Copying nothing before it, reproduce the line that holds "Find: preset button" and every line after it in the data, exactly.

****************************************

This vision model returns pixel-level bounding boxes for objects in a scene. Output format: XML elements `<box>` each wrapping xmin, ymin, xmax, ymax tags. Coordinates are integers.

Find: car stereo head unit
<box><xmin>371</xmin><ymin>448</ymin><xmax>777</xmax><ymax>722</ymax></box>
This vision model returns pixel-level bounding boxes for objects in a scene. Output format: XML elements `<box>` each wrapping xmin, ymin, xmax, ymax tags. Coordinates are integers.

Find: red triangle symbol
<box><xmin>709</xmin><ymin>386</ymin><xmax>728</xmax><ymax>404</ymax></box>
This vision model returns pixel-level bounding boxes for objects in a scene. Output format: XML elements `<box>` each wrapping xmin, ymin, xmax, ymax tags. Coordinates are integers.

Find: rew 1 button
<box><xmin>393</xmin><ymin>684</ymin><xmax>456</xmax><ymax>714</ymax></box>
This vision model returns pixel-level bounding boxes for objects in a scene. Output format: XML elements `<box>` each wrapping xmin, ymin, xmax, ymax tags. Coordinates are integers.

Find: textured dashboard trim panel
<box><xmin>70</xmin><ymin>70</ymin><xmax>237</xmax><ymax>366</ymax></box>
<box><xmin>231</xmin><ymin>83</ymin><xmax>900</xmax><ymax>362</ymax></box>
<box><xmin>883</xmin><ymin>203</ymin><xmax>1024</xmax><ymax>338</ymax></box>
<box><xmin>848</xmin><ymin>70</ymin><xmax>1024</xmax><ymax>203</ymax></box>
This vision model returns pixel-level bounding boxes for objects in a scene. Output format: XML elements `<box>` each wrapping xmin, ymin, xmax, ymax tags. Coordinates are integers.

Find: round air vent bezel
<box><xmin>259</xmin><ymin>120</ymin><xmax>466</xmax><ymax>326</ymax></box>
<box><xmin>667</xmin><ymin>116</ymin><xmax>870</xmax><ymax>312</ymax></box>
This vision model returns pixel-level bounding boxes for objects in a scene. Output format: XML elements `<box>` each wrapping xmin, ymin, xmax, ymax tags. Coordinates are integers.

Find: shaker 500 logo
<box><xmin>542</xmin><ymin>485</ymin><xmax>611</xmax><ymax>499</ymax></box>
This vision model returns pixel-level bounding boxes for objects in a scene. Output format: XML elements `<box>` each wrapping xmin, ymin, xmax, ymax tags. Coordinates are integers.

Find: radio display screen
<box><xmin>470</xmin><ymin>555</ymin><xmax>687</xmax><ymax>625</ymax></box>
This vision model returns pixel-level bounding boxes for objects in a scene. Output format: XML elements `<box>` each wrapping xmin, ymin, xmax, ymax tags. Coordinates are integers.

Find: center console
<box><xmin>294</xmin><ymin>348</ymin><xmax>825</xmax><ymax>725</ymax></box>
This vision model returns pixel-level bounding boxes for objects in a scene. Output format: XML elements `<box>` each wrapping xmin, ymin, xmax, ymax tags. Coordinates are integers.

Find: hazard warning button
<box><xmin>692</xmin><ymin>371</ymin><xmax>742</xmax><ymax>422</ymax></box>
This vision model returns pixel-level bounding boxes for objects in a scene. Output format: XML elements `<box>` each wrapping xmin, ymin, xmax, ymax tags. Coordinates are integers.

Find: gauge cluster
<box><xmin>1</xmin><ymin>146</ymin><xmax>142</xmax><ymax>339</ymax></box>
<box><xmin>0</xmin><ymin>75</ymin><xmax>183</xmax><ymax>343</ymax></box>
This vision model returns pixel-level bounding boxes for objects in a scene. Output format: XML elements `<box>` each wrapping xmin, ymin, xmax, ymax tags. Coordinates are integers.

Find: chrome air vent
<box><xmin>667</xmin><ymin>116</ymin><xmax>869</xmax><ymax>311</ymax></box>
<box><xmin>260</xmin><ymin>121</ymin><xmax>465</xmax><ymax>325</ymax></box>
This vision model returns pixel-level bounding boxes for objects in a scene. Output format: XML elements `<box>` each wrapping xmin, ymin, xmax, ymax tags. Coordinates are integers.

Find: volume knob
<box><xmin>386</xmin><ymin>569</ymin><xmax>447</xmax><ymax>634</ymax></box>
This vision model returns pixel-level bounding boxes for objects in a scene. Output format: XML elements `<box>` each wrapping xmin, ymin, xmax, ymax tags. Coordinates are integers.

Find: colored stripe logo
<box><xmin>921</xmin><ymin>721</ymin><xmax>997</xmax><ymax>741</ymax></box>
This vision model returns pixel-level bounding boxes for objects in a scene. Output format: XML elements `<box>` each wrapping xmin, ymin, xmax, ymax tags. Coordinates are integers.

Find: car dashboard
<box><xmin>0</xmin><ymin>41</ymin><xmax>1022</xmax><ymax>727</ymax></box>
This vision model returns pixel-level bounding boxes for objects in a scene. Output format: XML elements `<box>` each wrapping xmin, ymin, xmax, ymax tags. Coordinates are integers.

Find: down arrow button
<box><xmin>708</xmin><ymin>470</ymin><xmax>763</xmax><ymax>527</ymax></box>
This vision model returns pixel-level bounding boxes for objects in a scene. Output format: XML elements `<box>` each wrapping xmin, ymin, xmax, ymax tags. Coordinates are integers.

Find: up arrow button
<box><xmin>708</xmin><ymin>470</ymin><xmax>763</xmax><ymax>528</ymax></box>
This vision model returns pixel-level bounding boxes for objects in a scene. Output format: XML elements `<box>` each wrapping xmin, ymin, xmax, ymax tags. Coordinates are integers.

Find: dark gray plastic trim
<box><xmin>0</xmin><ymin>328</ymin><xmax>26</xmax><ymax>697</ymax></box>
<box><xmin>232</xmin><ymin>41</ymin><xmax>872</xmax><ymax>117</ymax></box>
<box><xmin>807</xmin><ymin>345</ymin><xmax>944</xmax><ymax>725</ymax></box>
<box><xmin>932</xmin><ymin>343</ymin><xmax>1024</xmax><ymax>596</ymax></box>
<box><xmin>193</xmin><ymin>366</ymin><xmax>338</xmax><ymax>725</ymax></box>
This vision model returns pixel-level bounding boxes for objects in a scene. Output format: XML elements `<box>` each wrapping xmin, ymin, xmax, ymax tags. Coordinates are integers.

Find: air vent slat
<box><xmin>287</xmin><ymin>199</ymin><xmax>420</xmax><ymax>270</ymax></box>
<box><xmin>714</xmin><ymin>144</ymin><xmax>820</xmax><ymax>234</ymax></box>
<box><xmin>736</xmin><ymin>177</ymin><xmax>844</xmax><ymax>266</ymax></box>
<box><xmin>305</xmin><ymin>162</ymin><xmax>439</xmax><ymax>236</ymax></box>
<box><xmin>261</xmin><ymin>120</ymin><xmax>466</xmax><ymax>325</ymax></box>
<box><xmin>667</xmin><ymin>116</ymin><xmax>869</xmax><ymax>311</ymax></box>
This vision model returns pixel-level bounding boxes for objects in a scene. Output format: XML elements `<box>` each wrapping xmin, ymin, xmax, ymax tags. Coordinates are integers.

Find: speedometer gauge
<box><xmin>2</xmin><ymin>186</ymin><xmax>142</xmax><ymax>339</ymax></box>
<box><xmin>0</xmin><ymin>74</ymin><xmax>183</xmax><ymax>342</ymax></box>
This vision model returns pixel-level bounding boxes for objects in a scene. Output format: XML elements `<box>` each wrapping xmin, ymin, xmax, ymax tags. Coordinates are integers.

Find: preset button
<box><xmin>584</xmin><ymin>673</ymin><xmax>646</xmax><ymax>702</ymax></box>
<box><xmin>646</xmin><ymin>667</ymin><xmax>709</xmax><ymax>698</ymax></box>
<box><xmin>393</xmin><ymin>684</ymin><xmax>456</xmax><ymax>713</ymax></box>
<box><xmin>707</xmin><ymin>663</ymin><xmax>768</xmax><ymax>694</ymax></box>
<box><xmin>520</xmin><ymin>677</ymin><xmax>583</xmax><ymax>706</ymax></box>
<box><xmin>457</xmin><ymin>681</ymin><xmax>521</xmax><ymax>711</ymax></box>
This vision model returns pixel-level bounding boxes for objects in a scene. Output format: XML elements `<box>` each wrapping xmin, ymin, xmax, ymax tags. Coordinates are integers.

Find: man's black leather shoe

****************************************

Response to the task.
Find: preset button
<box><xmin>584</xmin><ymin>673</ymin><xmax>646</xmax><ymax>702</ymax></box>
<box><xmin>646</xmin><ymin>667</ymin><xmax>709</xmax><ymax>698</ymax></box>
<box><xmin>393</xmin><ymin>684</ymin><xmax>456</xmax><ymax>713</ymax></box>
<box><xmin>707</xmin><ymin>663</ymin><xmax>768</xmax><ymax>694</ymax></box>
<box><xmin>520</xmin><ymin>677</ymin><xmax>583</xmax><ymax>706</ymax></box>
<box><xmin>457</xmin><ymin>681</ymin><xmax>521</xmax><ymax>711</ymax></box>
This vision model returns pixel-level bounding boxes for objects in a scene. Output format: XML elements `<box>` each wrapping xmin, ymin, xmax, ymax tags. Coordinates are integers.

Find: man's black leather shoe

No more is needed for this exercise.